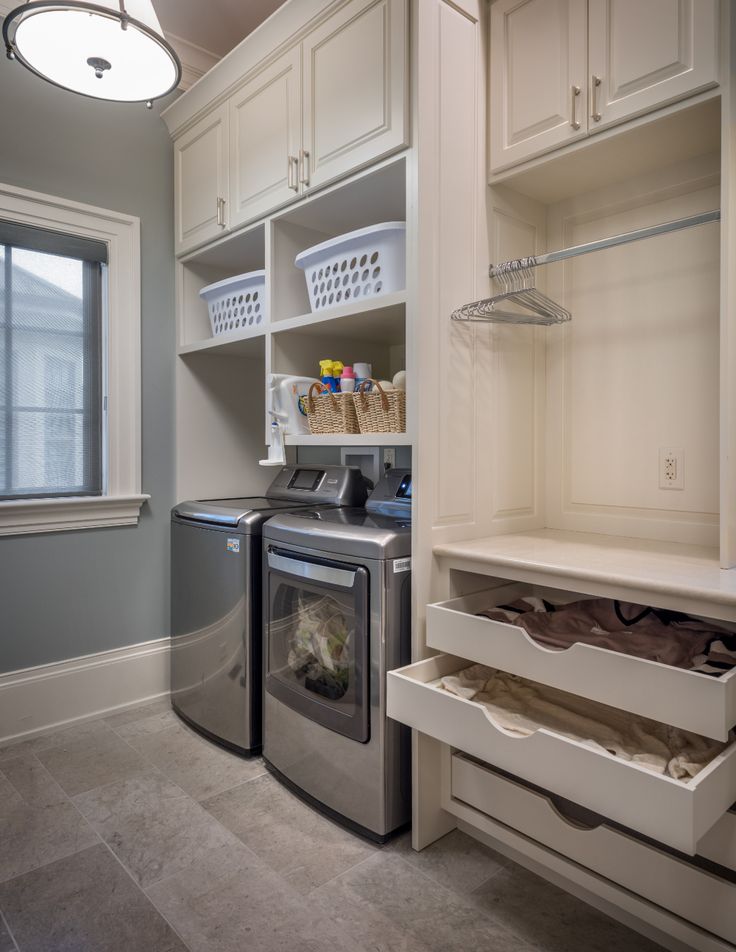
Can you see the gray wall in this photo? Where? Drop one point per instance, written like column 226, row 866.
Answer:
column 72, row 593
__________
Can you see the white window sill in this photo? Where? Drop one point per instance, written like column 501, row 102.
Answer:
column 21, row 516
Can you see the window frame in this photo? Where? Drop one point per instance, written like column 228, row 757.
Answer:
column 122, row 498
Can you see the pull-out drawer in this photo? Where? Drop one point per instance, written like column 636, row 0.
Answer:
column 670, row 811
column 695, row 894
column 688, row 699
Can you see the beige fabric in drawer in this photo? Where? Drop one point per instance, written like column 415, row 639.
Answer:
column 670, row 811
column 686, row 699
__________
The task: Each line of the entries above that contains "this" is to be copied.

Reply to the task:
Can you see the gray wall in this photo? Where? Drop one point per instance, written like column 226, row 866.
Can you see the white window sill in this photo? Where? Drop one point per instance, written like column 501, row 102.
Can you see the window frame in this photo? Where? Drop one point per instance, written like column 228, row 757.
Can you see the pull-out drawer in this photo? Where? Drop one point per instance, written like column 636, row 0.
Can you see the beige fabric in drawer in this photo? Where? Drop one point per instance, written like column 415, row 639.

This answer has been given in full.